▸ Problem requirements: Please reproduce the part of the forum thread on drying off a doe from "She said cut" up to and including "find some sage;-)", word for word.

# drying off question.



## Sharon-R (Feb 8, 2014)

Hi! I have a question about grain. I'm drying off my doe and I'm wondering if I should switch her from the grain she is getting now (Milk enhancer feed) to what my other goats are getting (goat grower with rum)?

Thanks,


----------



## ksalvagno (Oct 6, 2009)

Yes you can switch but slowly. I would also cut down on grain.


----------



## Sharon-R (Feb 8, 2014)

Ok,thanks! 
But I think I will keep her on the same amount of grain because in this hot weather she's starting looking a little thin.

Well thanks again


----------



## janeen128 (Dec 31, 2012)

If you give her the goat grower with the rum.... You can't drink the milk because of the rumasin(?) and she will produce the same.... Been there done that... I would just decrease grain and give alfalfa pellets in place of grain..


----------



## Sharon-R (Feb 8, 2014)

I didn't know that thanks for the info I'll feed her like you said but when she's dried off I can switch her to the goat grower right?

Thanks.:grin:


----------



## sweetgoats (Oct 18, 2007)

She said cut her back just to help dry er off. grain will help them produce more milk.

Give fresh sage, it drys them off in no time.


----------



## janeen128 (Dec 31, 2012)

Thanks for that info about sage Sweetgoats. I have 2 I want to dry off so off to find some sage;-)


----------



## janeen128 (Dec 31, 2012)

Sharon-R said:


> I didn't know that thanks for the info I'll feed her like you said but when she's dried off I can switch her to the goat grower right?
> 
> Thanks.:grin:


Yes, once she is dry you can give her the grain again. I would decrease 1 cup everyday, until she's getting very and dry, then you can slowly increase the grain again. The alfalfa pellets should keep her in condition...;-)


----------



## shalli (May 30, 2014)

For anyone who read the post I just made, I deleted it bc I was mistaken. Apparently Rumensin doesn't affect the amount of milk but it decreases the fat content and increases protein content.

Photo-based referring expression data
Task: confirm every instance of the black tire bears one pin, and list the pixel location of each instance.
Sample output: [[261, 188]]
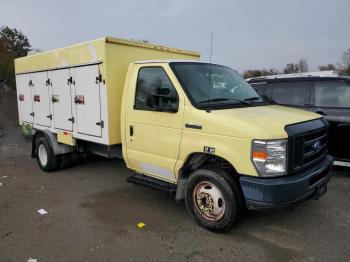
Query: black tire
[[229, 190], [43, 146]]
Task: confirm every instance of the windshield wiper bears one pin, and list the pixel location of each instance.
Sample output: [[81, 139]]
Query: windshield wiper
[[223, 99], [252, 98], [260, 98]]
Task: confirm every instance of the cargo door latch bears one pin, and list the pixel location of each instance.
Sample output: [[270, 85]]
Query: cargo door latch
[[98, 79], [101, 124]]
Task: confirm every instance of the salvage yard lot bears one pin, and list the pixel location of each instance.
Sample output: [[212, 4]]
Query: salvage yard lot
[[93, 214]]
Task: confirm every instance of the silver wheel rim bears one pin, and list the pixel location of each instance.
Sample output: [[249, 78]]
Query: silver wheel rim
[[42, 155], [209, 200]]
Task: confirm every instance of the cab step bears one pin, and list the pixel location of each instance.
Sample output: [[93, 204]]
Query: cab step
[[155, 183]]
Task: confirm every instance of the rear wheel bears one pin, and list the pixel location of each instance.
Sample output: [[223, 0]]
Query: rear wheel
[[213, 200], [45, 156]]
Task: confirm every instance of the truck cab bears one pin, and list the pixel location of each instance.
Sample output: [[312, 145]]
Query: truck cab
[[202, 127]]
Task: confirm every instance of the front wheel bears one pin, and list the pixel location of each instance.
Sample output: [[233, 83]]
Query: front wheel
[[212, 200]]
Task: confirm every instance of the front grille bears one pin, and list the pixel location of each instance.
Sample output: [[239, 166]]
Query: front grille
[[307, 148]]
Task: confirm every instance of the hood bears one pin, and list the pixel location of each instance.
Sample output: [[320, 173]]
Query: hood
[[260, 122]]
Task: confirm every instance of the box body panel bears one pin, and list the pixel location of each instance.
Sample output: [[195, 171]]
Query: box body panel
[[78, 89]]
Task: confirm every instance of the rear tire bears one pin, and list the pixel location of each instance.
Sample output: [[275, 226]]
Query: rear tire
[[45, 156], [213, 199]]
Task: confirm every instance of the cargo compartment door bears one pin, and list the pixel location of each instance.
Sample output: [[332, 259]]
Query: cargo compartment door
[[41, 99], [87, 100], [24, 96], [61, 99]]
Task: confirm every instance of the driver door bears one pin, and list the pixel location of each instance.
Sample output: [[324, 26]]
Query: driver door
[[154, 121]]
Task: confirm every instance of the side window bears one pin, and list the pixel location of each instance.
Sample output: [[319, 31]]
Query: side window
[[290, 93], [154, 91], [332, 94]]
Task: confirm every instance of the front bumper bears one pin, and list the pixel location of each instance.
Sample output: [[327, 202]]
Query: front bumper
[[282, 192]]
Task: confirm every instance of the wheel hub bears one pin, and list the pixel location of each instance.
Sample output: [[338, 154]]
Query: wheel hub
[[209, 200]]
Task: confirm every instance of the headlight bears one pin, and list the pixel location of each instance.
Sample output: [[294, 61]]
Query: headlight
[[270, 157]]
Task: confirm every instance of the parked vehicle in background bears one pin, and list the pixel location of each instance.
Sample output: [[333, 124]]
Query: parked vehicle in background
[[194, 129], [323, 92]]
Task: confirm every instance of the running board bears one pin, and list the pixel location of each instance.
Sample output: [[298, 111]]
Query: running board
[[138, 179]]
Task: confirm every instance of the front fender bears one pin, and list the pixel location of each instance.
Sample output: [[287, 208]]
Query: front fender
[[234, 150]]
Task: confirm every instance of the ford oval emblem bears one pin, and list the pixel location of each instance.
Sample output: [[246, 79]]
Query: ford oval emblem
[[317, 146]]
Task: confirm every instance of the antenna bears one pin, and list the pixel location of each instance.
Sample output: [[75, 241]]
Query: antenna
[[211, 53]]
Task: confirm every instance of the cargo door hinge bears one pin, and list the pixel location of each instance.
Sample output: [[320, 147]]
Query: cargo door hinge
[[70, 81], [101, 124], [98, 79]]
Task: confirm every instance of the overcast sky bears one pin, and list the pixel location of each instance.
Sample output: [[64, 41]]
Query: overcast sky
[[247, 33]]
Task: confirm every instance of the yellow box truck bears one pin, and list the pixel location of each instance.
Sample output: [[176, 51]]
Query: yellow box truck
[[194, 129]]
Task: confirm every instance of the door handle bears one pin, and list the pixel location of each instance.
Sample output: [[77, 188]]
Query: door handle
[[131, 130], [340, 125], [321, 113]]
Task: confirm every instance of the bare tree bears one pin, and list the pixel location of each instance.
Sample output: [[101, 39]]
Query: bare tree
[[344, 65]]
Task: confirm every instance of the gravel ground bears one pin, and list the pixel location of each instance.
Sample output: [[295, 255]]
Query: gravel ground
[[93, 212]]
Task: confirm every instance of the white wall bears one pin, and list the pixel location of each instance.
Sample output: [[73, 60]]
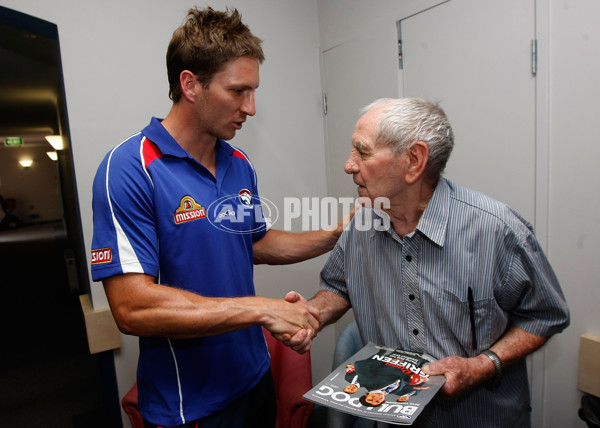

▸ Answer to the exercise:
She said cut her back just to help dry er off. grain will help them produce more milk.

Give fresh sage, it drys them off in no time.


----------



## janeen128 (Dec 31, 2012)

Thanks for that info about sage Sweetgoats. I have 2 I want to dry off so off to find some sage;-)